-- start AVAILABLE DATA --

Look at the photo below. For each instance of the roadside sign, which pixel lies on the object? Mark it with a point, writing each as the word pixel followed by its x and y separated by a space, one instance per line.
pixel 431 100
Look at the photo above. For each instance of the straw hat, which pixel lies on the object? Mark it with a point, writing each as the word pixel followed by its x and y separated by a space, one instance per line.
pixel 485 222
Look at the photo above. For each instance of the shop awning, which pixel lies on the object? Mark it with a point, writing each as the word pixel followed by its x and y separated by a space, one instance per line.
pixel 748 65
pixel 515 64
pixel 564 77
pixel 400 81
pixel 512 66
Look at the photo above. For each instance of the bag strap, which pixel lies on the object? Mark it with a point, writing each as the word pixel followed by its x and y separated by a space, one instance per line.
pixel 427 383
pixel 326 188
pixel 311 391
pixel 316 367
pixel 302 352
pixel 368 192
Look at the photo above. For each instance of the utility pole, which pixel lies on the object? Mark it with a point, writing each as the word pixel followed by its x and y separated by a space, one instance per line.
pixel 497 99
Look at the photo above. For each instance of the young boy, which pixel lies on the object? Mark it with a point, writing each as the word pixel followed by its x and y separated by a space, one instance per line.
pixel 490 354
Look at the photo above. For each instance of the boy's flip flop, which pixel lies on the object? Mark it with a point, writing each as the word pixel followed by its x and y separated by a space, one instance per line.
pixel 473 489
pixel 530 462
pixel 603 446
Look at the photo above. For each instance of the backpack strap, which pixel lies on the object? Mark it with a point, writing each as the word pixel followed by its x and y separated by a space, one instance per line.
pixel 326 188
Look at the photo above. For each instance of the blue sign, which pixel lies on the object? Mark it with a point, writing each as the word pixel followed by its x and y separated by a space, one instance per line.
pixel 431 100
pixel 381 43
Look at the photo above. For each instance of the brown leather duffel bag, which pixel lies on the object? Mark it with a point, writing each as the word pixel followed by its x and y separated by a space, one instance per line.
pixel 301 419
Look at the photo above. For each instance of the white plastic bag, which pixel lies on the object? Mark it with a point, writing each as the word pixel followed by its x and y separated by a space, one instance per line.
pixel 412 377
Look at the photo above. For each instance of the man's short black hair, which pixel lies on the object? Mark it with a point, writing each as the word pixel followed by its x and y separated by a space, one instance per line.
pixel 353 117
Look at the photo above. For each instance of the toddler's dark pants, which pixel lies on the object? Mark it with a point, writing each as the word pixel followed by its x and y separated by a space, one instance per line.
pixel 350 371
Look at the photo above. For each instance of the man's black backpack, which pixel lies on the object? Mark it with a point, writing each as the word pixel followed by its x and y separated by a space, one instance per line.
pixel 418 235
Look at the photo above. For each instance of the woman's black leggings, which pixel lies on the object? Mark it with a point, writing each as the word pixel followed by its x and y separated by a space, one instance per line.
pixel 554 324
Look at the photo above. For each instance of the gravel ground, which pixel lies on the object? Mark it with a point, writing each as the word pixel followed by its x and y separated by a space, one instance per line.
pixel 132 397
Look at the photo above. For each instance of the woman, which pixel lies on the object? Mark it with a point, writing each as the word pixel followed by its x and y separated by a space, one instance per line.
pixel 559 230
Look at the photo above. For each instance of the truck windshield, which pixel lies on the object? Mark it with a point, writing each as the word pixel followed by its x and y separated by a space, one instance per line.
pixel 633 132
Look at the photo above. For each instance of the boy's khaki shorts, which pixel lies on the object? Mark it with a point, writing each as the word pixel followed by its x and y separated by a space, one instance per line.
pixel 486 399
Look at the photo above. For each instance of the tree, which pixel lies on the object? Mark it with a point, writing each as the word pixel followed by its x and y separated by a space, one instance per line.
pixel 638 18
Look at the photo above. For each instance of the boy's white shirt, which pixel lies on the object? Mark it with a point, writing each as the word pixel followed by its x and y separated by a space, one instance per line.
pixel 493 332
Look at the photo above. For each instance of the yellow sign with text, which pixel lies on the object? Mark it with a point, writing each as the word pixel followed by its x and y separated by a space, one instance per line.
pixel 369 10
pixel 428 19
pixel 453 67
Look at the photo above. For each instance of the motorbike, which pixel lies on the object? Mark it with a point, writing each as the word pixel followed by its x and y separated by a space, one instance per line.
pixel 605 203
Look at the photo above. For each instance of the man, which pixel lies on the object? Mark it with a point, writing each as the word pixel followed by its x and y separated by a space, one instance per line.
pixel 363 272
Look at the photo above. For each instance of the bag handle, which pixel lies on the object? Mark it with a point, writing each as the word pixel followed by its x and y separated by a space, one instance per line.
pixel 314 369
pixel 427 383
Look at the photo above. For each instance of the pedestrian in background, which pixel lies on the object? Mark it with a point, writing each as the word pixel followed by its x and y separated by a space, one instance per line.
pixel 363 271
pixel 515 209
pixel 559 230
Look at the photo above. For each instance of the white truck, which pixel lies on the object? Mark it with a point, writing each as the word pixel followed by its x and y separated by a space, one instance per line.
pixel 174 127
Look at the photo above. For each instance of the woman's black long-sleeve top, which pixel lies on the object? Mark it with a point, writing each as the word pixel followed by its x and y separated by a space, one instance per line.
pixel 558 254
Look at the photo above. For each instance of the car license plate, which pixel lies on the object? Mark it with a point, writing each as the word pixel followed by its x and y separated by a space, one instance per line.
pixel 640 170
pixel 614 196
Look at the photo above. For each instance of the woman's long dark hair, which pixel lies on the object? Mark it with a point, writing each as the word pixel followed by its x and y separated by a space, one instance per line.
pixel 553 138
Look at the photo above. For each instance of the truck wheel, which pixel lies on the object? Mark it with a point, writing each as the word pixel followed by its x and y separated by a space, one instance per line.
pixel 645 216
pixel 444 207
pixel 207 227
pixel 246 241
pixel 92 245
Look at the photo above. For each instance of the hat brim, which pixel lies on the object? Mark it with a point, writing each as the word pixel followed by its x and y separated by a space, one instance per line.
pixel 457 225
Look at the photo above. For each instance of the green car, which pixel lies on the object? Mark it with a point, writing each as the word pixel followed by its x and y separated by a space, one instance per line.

-- end AVAILABLE DATA --

• **GIVEN REQUEST**:
Reproduce every one of the entries above verbatim, line for line.

• **SOLUTION FOR THIS EXERCISE**:
Look at the photo below. For each instance of the roadside sign, which pixel lies on the object? Mark it with a point, writing each as the word pixel followed by its x and y separated by a space, one instance per line.
pixel 431 100
Look at the photo above. For each instance of the straw hat, which pixel lies on the object? Mark it with a point, writing each as the word pixel followed by its x and y separated by a space, one instance per line.
pixel 485 222
Look at the photo above. For each instance of the shop awning, which pixel lies on the object? Mark it with a point, writing each as the word pixel followed by its x and y separated by a space, one instance per line.
pixel 748 65
pixel 515 64
pixel 564 77
pixel 400 81
pixel 512 66
Look at the photo above. For each instance of the bag strap, which pixel lies on the object? Mark it with a point, writing each as the word pixel followed by its x and y separated by a space, one instance per line.
pixel 427 383
pixel 326 188
pixel 311 391
pixel 316 367
pixel 302 352
pixel 368 192
Look at the photo above. For each instance of the utility pole, which pixel lies on the object? Mark it with a point, writing each as the word pixel followed by its x and y separated by a space, one instance per line.
pixel 497 99
Look at the photo above. For each instance of the young boy, which pixel lies on the object? Mark it with a point, writing each as the word pixel followed by its x and y separated by a space, one instance per line.
pixel 490 354
Look at the photo above. For each instance of the boy's flip flop, which pixel lies on the object? Mark it with a point, writing each as the word pixel followed by its x and y separated by a space, one instance per line.
pixel 473 489
pixel 530 462
pixel 603 446
Look at the photo above. For each instance of the backpack strap, which pixel lies on the object? Mark it with a point, writing each as the word pixel followed by its x and y separated by a space, one instance per line.
pixel 326 188
Look at the photo above. For each instance of the blue sign, which pixel lies on the object? Mark it with a point, writing each as the word pixel followed by its x and y separated by a space, one instance per line.
pixel 431 100
pixel 381 43
Look at the photo above. For each instance of the brown leather duffel bag, which pixel lies on the object? Mark it with a point, writing each as the word pixel followed by its x and y separated by a space, one instance per line.
pixel 301 419
Look at the photo above. For each instance of the white plastic bag, which pixel lies on the object? Mark it with a point, writing each as the word pixel followed by its x and y separated by a space, one instance per line.
pixel 412 377
Look at the photo above. For each instance of the man's short black hair, which pixel lies on the object? Mark it with a point, writing each as the word pixel followed by its x and y separated by a space, one instance per line.
pixel 353 117
Look at the photo above. For each instance of the toddler's dark pants, which pixel lies on the object? Mark it with a point, writing each as the word pixel followed by its x and y separated by a space, one instance per line.
pixel 350 371
Look at the photo above. For each instance of the man's black backpack, which pixel lies on the object? Mark it with a point, writing each as the word pixel followed by its x and y separated by a space, one instance per line.
pixel 418 235
Look at the photo above. For each instance of the woman's black leggings, which pixel lies on the object? Mark it with a point, writing each as the word pixel followed by its x and y separated by a space, one instance per line.
pixel 554 324
Look at the photo above. For each instance of the gravel ground, which pixel lies on the object? Mark it with a point, writing each as the word pixel followed by its x and y separated by a space, one instance per line.
pixel 132 397
Look at the photo above. For each instance of the woman, which pixel lies on the object? Mark it with a point, writing each as the word pixel followed by its x and y separated by a space, one instance per line.
pixel 559 230
Look at the photo above. For each instance of the truck windshield, which pixel lies on the object? Mark it with a point, writing each as the word pixel followed by its x and y separated by a space, one instance per line.
pixel 633 132
Look at the photo above. For each instance of the boy's khaki shorts, which pixel lies on the object? Mark it with a point, writing each as the word pixel followed by its x and y separated by a space, one instance per line.
pixel 486 399
Look at the photo above. For each instance of the tree, which pixel lies on the object? Mark it with a point, writing each as the word pixel followed by its x and y separated by a space, one instance per line.
pixel 638 18
Look at the photo above. For each instance of the boy's white shirt, which pixel lies on the object? Mark it with a point, writing each as the word pixel followed by its x and y separated by a space, one instance per line.
pixel 493 332
Look at the photo above. For each instance of the yellow sign with text, which pixel lies on the object? Mark it with a point, writing each as the word pixel followed by its x and y separated by a space, one instance per line.
pixel 369 10
pixel 428 19
pixel 453 67
Look at the photo above. For each instance of the motorbike, which pixel lies on the object? Mark it with a point, writing each as the word pixel followed by its x and y separated by a space, one instance per line.
pixel 605 203
Look at the photo above. For each instance of the man, which pixel lies on the object? Mark it with a point, writing each as the word pixel followed by its x and y separated by a space, one instance per line.
pixel 363 272
Look at the photo above. For each instance of the bag handle, which pixel lies on the object? Mark it with a point, writing each as the word pixel followed by its x and y separated by a space, one instance per line.
pixel 314 369
pixel 427 383
Look at the photo above. For each instance of the pedestrian in background, which pixel lies on the object? Mark it with a point, writing each as the word pixel followed by its x and y separated by a space, one instance per line.
pixel 363 271
pixel 515 209
pixel 559 230
Look at the photo above. For each instance of the white truck, which pixel lies on the object? Mark it with a point, writing each as the word pixel followed by its x and y separated by a space, one instance per line.
pixel 174 127
Look at the photo above. For each instance of the woman's black long-sleeve top, which pixel lies on the object? Mark it with a point, writing each as the word pixel followed by its x and y separated by a space, one instance per line.
pixel 558 254
Look at the photo above. For each instance of the car license plate, which pixel lies on the object? Mark it with a point, writing each as the word pixel followed by its x and y separated by a space, one instance per line.
pixel 640 170
pixel 614 196
Look at the photo above. For each instance of the woman's long dark hair, which pixel lies on the object? Mark it with a point, writing each as the word pixel followed by its x and y separated by a space, one instance per line.
pixel 553 138
Look at the photo above. For each instance of the truck wheel, which pixel lies on the object? Mark it with a point, writing each as the word pixel followed by its x and y separated by a space, one instance per line.
pixel 645 216
pixel 444 207
pixel 207 227
pixel 246 241
pixel 92 245
Look at the photo above. For each instance of the hat brim, which pixel lies on the object? Mark it with a point, writing each as the word pixel followed by its x and y separated by a space, one instance per line.
pixel 457 225
Look at the photo above. For each instance of the green car, which pixel lies on the object? Mark it with a point, writing each as the word pixel followed by its x and y separated by a space, one instance per line.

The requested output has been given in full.